[Records of labeled points]
---

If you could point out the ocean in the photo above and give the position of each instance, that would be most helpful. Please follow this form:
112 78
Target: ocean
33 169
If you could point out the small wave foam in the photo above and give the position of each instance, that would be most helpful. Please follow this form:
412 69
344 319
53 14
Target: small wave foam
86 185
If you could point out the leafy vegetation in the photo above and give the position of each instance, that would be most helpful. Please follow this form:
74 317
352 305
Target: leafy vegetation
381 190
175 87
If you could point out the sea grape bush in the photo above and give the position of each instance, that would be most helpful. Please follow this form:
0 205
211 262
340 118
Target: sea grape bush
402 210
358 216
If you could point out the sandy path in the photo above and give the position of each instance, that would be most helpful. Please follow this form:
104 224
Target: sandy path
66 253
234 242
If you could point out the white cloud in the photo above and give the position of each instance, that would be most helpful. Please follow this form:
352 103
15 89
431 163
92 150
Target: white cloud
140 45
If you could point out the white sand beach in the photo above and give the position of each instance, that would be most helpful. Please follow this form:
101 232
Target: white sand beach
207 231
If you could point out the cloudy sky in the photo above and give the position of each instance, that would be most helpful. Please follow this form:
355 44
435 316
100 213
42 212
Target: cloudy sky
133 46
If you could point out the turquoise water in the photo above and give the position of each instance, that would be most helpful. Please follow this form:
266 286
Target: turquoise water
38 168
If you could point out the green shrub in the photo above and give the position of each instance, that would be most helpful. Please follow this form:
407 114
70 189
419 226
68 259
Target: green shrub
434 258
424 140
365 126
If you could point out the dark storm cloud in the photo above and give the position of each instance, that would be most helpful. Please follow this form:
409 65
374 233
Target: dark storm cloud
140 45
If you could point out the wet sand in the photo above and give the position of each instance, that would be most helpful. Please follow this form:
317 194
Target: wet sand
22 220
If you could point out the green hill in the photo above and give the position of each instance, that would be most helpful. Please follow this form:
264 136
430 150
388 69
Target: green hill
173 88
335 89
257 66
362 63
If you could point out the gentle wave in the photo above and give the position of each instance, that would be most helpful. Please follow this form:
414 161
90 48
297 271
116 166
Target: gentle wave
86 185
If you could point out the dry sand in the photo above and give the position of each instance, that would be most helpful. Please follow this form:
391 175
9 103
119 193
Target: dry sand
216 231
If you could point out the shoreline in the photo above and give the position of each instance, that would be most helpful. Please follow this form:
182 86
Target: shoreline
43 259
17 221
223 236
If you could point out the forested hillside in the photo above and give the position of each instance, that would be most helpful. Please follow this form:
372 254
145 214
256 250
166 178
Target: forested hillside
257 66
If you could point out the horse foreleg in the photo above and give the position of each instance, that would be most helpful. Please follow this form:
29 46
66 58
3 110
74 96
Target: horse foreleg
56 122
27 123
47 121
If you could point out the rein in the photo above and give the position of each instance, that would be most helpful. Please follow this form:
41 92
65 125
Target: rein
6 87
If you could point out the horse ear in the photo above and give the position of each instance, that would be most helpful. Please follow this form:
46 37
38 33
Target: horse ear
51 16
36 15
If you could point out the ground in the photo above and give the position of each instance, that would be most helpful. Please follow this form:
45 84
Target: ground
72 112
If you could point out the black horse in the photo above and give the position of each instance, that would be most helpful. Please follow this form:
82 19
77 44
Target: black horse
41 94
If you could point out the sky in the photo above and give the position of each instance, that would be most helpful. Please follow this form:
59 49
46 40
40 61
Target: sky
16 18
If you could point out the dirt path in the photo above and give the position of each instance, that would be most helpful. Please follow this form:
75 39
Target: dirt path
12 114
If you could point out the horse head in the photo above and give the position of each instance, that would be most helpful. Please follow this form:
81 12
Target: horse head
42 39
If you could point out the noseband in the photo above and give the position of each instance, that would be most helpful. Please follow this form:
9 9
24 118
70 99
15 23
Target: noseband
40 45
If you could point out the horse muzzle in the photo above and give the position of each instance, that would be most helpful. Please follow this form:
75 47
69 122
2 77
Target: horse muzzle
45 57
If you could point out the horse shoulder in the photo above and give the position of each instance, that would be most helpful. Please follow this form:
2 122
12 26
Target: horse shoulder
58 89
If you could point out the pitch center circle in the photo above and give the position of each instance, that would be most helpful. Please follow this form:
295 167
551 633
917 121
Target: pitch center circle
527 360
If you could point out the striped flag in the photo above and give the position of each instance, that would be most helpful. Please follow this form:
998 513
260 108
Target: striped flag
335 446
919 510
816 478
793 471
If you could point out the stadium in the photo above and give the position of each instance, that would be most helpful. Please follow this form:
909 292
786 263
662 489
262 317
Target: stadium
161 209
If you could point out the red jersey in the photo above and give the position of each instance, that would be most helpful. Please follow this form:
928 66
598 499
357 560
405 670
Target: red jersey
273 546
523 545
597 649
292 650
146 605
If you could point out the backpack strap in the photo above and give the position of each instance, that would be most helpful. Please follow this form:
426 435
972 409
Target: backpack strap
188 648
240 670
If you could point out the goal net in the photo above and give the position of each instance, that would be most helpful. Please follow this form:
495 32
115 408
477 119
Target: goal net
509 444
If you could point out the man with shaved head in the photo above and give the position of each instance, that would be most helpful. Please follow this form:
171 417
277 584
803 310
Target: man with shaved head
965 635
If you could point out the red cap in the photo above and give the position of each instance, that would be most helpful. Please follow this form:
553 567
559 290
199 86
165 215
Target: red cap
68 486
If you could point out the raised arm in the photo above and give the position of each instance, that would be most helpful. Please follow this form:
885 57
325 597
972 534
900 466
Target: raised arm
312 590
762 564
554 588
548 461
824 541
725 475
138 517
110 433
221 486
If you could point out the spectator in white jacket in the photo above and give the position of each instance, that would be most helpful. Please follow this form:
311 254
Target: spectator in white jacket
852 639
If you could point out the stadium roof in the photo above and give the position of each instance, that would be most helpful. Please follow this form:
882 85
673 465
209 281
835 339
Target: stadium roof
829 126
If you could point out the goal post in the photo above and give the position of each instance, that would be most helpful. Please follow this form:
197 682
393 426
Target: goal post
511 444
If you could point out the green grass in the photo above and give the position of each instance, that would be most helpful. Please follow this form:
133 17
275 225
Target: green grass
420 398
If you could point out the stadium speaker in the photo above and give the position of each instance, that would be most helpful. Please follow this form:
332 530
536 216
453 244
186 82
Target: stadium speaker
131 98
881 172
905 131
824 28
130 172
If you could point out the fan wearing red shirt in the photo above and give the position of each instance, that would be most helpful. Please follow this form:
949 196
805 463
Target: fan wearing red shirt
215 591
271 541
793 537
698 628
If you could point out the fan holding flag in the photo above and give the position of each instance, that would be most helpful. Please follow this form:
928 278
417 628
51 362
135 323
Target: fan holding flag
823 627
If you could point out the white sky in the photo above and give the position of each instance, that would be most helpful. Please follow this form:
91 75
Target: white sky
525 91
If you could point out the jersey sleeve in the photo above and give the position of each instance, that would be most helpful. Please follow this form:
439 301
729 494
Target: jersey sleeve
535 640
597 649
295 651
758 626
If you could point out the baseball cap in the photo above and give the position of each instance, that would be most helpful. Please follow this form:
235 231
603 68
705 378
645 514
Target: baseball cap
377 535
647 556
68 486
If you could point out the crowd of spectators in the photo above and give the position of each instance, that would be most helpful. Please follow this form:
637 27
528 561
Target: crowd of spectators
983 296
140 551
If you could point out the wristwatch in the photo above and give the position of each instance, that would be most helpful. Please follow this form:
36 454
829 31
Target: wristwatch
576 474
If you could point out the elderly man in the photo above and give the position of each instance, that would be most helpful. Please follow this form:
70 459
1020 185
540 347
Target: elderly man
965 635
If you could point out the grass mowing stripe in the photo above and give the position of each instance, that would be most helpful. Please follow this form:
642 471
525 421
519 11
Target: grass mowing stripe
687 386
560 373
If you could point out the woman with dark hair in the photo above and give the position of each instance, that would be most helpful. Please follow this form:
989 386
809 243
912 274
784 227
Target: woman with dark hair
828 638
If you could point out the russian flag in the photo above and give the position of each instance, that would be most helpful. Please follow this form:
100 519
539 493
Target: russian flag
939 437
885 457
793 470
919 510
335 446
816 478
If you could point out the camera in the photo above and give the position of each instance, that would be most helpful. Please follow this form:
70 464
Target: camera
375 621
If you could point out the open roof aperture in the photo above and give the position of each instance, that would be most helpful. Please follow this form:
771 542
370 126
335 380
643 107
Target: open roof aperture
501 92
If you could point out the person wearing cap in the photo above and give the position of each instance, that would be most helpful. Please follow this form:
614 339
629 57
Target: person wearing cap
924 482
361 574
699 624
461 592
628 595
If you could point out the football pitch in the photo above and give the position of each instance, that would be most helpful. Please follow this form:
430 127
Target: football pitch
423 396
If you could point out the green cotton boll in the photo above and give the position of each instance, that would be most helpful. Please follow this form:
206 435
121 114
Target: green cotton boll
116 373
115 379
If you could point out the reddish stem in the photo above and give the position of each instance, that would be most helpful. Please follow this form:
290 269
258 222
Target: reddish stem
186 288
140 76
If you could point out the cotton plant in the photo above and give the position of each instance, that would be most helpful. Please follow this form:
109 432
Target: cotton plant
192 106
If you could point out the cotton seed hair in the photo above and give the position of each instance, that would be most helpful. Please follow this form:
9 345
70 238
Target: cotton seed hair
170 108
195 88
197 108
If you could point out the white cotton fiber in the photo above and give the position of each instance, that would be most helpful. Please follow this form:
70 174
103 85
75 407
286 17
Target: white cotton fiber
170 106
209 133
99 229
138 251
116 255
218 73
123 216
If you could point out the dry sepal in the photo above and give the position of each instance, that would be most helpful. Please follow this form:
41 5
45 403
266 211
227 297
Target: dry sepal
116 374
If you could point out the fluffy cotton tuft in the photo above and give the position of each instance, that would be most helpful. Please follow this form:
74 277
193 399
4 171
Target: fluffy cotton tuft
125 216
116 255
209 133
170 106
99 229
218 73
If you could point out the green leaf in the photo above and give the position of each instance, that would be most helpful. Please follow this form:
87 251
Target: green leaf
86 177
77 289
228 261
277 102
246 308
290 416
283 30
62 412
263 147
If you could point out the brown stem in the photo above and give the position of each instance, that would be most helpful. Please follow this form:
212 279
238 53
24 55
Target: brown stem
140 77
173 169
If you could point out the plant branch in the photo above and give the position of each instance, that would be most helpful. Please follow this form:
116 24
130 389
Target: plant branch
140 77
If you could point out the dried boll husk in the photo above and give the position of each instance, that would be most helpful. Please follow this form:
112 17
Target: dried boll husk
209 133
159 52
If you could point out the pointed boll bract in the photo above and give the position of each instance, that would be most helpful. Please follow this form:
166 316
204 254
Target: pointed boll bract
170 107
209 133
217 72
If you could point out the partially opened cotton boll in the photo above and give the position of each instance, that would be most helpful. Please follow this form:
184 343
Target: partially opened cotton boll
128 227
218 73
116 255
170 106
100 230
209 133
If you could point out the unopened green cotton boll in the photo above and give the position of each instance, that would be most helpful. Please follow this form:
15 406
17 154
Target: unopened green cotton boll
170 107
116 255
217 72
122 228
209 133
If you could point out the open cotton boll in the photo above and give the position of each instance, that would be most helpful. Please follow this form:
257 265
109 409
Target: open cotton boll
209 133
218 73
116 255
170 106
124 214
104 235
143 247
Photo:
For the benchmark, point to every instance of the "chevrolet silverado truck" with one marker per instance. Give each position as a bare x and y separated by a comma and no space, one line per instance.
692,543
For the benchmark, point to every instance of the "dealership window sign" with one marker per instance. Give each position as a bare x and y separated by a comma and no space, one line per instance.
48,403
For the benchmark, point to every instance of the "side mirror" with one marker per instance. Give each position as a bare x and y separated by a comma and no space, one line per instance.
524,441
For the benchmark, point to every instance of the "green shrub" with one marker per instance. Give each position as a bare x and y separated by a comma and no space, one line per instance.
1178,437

---

WHAT YOU HAVE TO DO: Repeat, character for character, the lines from the one that holds "If you could point out the unopened" to the final line of the material, inclusive, and no other lines.

REPLY TO THE TASK:
If you could point out the unopened green cotton boll in the photo above and give the position of each instance, that would be most helpful. Please follow this form:
15 406
17 154
Target: unopened green cotton boll
170 107
116 255
217 72
122 228
209 133
If you could point out the open cotton boll in the photo above and give the position of each instance, that would be most helpful. Please follow this form:
257 265
109 409
Target: open cotton boll
209 133
218 73
116 255
170 106
124 214
104 235
143 247
Photo:
For the benchmark, point to every instance of the "chevrolet silverado truck" with one marker per instance. Give each position as a bare x and y separated by a comma and no space, one line per instance.
692,543
For the benchmark, point to every instance of the "dealership window sign" with one marker per instance. Give each position as a bare x and y separated by a comma and no space, one line per instance.
48,403
For the benchmark, point to every instance of the "side mirror" with one marker per instance. Give each position as a bare x and y separated by a comma and no space, one line per instance.
524,441
For the benchmark, point to every instance of the "green shrub" with one marker per instance. Give each position as a bare x and y separated by a comma and no space, one line per instance.
1178,437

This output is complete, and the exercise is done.